Nel Messaggio per la Quaresima, che prende spunto dalle parole della II lettera ai Corinzi “Si è fatto povero per arricchirci con la sua povertà (cfr 2 Cor 8,9)”, papa Francesco ci offre un’opportunità davvero preziosa per riflettere sul senso e sull’attualità della povertà.
di Monica Cardarelli
La Quaresima è un tempo di conversione e questo cammino lungo quaranta giorni può essere proficuo se accompagnato da momenti di preghiera, digiuno e penitenza. Non si tratta però di una serie di pratiche religiose da vivere esteriormente, quanto piuttosto di un atteggiamento di vita, di un cambiamento di stile che può essere stimolato da alcune riflessioni come ad esempio quella proposta da Papa Francesco sulla povertà.
“Che cosa dice oggi a noi l’invito alla povertà, a una vita povera in senso evangelico?” ci domanda il pontefice, guidandoci così in un percorso interiore sul senso vero e profondo di tutto questo. La risposta che offre papa Francesco è che anzitutto ci viene offerto uno stile di vita, quello di Gesù che da ricco che era si è fatto povero, che si è manifestato non nella potenza ma nella debolezza, che si è fatto piccolo per essere come noi. È il grande mistero dell’incarnazione che non offre risposte razionali se non quelle dell’amore di un Dio che si è fatto uomo per salvarci e per stare con noi, per il suo desiderio di prossimità.
Farsi povero allora diventa per Cristo il modo per mostrarci qual è il suo stile di vita, per dimostrarci il suo amore per noi e per farci ricchi. Su questa espressione dell’apostolo Paolo si sofferma anche papa Francesco: “Lo scopo del farsi povero di Gesù non è la povertà in se stessa, ma – dice san Paolo – «...perché voi diventaste ricchi per mezzo della sua povertà». Non si tratta di un gioco di parole, di un’espressione ad effetto! E’ invece una sintesi della logica di Dio, la logica dell’amore, la logica dell’Incarnazione e della Croce. Dio non ha fatto cadere su di noi la salvezza dall’alto, come l’elemosina di chi dà parte del proprio superfluo con pietismo filantropico. Non è questo l’amore di Cristo!”
E poco più avanti prosegue: “La povertà di Cristo che ci arricchisce è il suo farsi carne, il suo prendere su di sé le nostre debolezze, i nostri peccati, comunicandoci la misericordia infinita di Dio. La povertà di Cristo è la più grande ricchezza: Gesù è ricco della sua sconfinata fiducia in Dio Padre, dell’affidarsi a Lui in ogni momento, cercando sempre e solo la sua volontà e la sua gloria.”

## DATI REGISTRATI
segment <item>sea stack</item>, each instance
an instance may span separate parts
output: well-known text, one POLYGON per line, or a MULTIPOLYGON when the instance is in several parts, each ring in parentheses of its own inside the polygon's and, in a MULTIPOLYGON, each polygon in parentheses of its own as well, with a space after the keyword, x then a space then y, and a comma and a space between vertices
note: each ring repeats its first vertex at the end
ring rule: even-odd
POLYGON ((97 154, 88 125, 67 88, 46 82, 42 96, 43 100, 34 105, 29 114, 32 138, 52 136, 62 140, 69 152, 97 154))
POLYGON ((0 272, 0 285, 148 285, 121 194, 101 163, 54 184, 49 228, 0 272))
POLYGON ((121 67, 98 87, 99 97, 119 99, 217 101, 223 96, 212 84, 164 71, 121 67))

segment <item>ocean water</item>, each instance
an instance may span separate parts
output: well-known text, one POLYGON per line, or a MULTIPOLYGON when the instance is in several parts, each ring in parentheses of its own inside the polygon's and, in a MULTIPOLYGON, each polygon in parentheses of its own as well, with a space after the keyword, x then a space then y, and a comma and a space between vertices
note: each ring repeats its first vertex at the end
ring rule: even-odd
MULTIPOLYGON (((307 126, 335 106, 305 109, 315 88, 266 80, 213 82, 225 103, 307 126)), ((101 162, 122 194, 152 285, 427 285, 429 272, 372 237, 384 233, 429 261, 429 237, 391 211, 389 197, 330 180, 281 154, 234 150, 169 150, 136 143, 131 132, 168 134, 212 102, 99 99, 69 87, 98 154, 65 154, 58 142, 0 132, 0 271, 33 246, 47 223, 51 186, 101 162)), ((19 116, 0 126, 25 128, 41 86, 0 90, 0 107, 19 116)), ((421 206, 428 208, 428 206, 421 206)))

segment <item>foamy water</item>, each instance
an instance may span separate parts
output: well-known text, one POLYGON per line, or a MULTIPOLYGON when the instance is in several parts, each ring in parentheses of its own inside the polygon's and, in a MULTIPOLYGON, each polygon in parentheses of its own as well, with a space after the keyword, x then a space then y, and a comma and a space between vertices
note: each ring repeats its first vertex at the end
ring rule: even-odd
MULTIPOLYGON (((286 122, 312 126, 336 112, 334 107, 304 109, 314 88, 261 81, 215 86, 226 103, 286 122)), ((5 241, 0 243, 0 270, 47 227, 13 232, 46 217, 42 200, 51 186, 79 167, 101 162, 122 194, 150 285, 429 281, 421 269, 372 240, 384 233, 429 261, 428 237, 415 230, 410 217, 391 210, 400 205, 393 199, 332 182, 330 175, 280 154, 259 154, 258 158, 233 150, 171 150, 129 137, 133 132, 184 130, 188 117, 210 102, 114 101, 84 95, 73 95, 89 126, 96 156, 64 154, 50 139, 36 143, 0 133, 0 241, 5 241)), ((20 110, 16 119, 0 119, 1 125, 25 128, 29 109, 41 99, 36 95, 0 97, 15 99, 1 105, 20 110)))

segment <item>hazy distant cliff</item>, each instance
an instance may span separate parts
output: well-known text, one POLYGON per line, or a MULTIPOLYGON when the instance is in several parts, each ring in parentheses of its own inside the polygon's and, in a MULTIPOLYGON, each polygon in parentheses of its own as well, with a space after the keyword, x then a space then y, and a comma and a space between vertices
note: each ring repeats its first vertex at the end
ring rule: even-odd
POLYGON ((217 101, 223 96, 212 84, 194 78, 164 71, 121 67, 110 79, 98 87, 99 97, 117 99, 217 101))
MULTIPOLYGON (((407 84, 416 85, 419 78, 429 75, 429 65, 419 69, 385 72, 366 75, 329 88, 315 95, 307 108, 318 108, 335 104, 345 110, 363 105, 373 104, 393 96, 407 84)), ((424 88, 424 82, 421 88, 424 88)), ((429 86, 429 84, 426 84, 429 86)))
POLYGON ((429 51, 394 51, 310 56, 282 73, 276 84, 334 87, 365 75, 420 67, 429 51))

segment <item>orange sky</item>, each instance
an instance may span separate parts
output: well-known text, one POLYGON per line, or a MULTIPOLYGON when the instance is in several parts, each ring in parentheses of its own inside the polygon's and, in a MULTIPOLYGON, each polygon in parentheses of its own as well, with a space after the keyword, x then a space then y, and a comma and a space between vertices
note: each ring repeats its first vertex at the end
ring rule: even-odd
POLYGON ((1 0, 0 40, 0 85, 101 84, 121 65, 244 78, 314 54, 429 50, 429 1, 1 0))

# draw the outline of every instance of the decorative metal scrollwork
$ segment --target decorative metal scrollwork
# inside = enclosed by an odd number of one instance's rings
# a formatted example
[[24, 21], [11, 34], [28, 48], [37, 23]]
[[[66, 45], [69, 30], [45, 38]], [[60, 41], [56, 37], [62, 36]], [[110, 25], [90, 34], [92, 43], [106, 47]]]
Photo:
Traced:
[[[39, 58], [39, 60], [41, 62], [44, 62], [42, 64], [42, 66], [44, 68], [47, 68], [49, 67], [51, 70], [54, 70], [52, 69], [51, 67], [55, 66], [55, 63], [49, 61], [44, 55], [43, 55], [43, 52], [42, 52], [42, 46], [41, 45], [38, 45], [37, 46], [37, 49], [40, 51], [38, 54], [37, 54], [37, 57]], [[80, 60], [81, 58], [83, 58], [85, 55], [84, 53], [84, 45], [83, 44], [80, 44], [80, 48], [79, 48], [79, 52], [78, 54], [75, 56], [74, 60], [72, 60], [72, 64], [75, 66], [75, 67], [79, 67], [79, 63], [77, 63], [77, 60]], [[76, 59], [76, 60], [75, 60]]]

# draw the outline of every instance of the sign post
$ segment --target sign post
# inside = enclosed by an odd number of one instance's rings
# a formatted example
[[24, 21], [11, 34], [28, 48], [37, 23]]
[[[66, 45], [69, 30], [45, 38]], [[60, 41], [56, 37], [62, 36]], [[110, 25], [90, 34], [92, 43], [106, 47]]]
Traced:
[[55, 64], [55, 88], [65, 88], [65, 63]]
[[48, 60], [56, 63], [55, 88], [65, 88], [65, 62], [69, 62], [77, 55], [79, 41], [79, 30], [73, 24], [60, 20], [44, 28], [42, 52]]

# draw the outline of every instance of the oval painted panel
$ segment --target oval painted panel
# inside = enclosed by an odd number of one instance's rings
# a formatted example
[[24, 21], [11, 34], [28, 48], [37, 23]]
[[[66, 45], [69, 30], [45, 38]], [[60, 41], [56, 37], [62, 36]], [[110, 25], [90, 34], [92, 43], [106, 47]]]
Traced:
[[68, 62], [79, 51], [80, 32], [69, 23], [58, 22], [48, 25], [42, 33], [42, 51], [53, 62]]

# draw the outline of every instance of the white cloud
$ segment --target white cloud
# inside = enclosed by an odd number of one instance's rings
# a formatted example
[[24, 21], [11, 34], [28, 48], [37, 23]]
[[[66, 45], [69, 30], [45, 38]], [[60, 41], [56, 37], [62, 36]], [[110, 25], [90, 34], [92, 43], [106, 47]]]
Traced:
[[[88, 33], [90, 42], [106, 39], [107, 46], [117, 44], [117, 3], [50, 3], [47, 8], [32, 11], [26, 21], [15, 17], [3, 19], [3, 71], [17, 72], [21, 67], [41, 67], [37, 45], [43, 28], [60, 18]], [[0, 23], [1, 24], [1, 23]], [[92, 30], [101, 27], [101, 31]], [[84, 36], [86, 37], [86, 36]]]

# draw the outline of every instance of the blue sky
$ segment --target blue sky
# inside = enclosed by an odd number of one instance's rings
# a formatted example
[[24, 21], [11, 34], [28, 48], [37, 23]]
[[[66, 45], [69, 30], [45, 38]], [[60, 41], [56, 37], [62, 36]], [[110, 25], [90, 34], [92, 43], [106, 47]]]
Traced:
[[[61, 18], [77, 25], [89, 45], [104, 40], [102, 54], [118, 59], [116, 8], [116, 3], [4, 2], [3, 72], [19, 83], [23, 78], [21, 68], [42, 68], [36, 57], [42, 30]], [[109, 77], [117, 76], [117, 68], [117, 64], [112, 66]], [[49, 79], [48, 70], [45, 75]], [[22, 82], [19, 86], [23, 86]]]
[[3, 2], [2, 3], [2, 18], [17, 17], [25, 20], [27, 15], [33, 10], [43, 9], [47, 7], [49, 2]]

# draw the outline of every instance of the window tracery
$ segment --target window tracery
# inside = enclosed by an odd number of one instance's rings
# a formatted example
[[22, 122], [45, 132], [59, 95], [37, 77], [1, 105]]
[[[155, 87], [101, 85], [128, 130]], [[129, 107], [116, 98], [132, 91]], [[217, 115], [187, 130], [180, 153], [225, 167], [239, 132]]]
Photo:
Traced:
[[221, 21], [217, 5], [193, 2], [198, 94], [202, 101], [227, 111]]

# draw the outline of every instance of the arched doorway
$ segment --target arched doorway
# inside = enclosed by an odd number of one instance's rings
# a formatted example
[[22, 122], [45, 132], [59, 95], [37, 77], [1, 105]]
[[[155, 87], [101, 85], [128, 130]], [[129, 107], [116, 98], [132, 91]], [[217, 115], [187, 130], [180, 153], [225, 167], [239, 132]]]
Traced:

## ESERCIZIO ASSEGNATO 1
Elenca i momenti che, secondo il brano, devono accompagnare il cammino di quaranta giorni perché sia proficuo.
## ESERCIZIO ASSEGNATO 2
Ripeti per favore il tratto del brano da "di Monica Cardarelli" a "Francesco sulla povertà.", senza cambiare nulla.
Le righe sono materiale a sé, separato dal brano.

## RISPOSTA COMPLETA 1
Preghiera, digiuno e penitenza.

## RISPOSTA COMPLETA 2
di Monica Cardarelli
La Quaresima è un tempo di conversione e questo cammino lungo quaranta giorni può essere proficuo se accompagnato da momenti di preghiera, digiuno e penitenza. Non si tratta però di una serie di pratiche religiose da vivere esteriormente, quanto piuttosto di un atteggiamento di vita, di un cambiamento di stile che può essere stimolato da alcune riflessioni come ad esempio quella proposta da Papa Francesco sulla povertà.